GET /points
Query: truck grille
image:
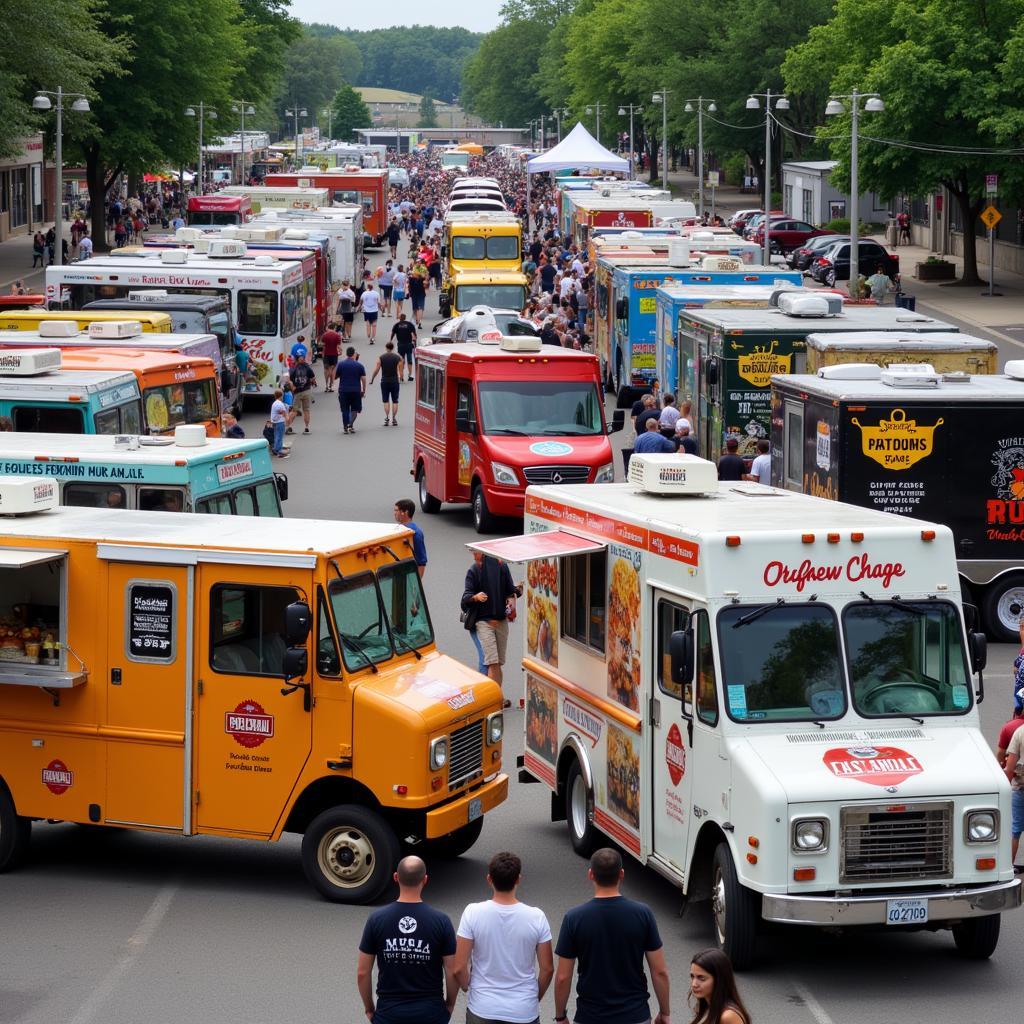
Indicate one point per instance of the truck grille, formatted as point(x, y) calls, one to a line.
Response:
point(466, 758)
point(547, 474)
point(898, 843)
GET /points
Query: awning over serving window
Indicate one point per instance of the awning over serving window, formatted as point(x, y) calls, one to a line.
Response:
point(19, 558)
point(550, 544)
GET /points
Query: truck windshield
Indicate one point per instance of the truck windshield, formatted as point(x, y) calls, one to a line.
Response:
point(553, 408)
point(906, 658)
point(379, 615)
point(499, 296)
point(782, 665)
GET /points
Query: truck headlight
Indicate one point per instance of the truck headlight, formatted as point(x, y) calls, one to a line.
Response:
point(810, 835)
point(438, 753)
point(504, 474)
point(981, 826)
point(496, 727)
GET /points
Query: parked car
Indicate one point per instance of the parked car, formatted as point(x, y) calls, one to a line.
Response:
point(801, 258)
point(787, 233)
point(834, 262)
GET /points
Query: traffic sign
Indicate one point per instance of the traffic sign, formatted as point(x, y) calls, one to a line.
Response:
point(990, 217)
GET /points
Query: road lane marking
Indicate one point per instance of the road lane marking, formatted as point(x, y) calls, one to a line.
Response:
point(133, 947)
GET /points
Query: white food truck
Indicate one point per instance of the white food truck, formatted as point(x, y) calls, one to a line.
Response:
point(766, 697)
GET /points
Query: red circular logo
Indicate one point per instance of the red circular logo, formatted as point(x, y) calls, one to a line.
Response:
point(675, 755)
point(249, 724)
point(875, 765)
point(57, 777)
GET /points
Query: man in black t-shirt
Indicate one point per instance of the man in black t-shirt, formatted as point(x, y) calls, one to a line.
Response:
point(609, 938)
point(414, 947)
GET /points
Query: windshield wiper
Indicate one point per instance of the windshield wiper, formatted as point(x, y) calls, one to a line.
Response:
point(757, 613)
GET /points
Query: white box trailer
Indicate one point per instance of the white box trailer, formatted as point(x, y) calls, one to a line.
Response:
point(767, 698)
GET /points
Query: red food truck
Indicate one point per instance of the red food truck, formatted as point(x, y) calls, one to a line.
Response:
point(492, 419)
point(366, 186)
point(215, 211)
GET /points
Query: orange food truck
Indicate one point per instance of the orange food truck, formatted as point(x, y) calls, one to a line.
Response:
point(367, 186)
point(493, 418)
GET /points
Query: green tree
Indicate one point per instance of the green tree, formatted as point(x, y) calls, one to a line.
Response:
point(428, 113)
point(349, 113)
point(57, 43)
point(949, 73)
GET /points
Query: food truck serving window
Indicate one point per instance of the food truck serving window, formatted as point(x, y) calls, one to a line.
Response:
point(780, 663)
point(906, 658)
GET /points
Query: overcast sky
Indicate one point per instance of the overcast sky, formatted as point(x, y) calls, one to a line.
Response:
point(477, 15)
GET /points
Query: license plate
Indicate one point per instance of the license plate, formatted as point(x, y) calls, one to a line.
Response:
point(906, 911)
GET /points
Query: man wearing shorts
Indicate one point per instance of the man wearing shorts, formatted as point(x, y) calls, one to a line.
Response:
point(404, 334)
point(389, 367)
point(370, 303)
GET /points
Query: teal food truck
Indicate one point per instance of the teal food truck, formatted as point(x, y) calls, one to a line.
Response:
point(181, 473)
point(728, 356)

**Stated problem**
Render the listing above as a two-column CSV with the header row input,output. Give one row per GET /points entry, with its text under input and its response under output, each in a single quoted field with line breaks replaced by spaces and the picture placeholders left out.

**Solution**
input,output
"GET /points Query: truck grille image: Indicate one point per instance of the truck grille, formatted as point(x, y) calls, one to a line. Response:","point(466, 758) point(547, 474) point(898, 843)"
"GET /points Query: awning over serving window Indicate one point per instance of the awning over serving window, formatted as point(x, y) calls, one to a line. Response:","point(19, 558) point(550, 544)"
"GET /points Query: truck windshield Indicate one point per instance of the truck windshield, formatted as point(x, y) calls, one to a line. Response:","point(553, 408) point(906, 658) point(379, 615) point(499, 296) point(782, 665)"
"GET /points Query: truck headlight Indicate one point per instance of the truck headlight, formatted as point(x, y) calls, one to a line. Response:","point(810, 835) point(438, 753) point(504, 474) point(981, 826) point(496, 727)"
"GET /points Query: parked car Indicate one point per instance of the parked car, formatted as point(x, y) calls, one to a line. Response:","point(801, 258) point(787, 233) point(834, 262)"
"GET /points Query: traffic sign Indicate one point per instance of the traffic sign, formatted as point(x, y) calls, one to a line. Response:","point(990, 217)"
"GET /points Query: road lane marking Indicate one point per instance of the road lane marking, formatted as point(x, y) calls, one to a line. Response:","point(133, 947)"
"GET /points Query: white food truck Indicate one point per instance of the white food truck, formatted as point(x, y) calls, one to a line. Response:","point(766, 697)"
"GET /points Query: red circular logo Indicate one point per instance of the red circular logo, formatted as point(x, y) calls, one to a line. Response:","point(675, 755) point(249, 724) point(875, 765) point(57, 777)"
"GET /points Query: man in black t-shirt Indicate one point per instance of the man in black t-shirt, formatted as point(x, y) calls, one to a line. Response:","point(609, 938) point(414, 947)"
"GET /points Query: windshield wiper Indicate one point per instance of the windshield wiper, formatted as point(x, y) calls, one to a line. Response:","point(757, 613)"
"GET /points Query: white box trailer Indicate one point per instance of the white box trailer, formatted as point(x, y) calls, one to a line. Response:","point(767, 698)"
"GET /points Query: red food truck Indicate one point per instance of the red food truck, formatted as point(x, y) calls, one to a line. Response:","point(492, 419) point(366, 186) point(215, 211)"
"GET /points Query: orange food truck Indicate one point per instance of the orange food truck, formatted as point(x, y) calls, one to a line. Response:","point(367, 186) point(493, 418)"
"GET /points Query: green tree Indicate one point per instance of the green tree, formatted as point(x, y) calls, one to a line. Response:","point(428, 113) point(349, 113) point(57, 43) point(949, 73)"
"GET /points Query: food truck serving window Indicate one point per instance of the food truck serving window, formatted as point(x, y) calls, one to a line. Response:","point(780, 663) point(906, 658)"
"GET /points Query: overcast sky Indicate one point per instance of the overcast sky, formatted as point(x, y) calls, one to a line. Response:","point(477, 15)"
"GET /points Query: license plate Indicate one point per instance of the license plate, formatted as point(x, y) calls, one to a line. Response:","point(906, 911)"
"GET /points Query: man wearing shorts Indicate one point per instance of the man wearing shorts, formatted as point(x, y) calls, one to a line. Response:","point(404, 334) point(389, 367) point(370, 303)"
"GET /points Query: teal food truck Indicate one point per instance of the teal food truck, formatted as point(x, y) calls, one to a line. Response:","point(181, 473) point(728, 356)"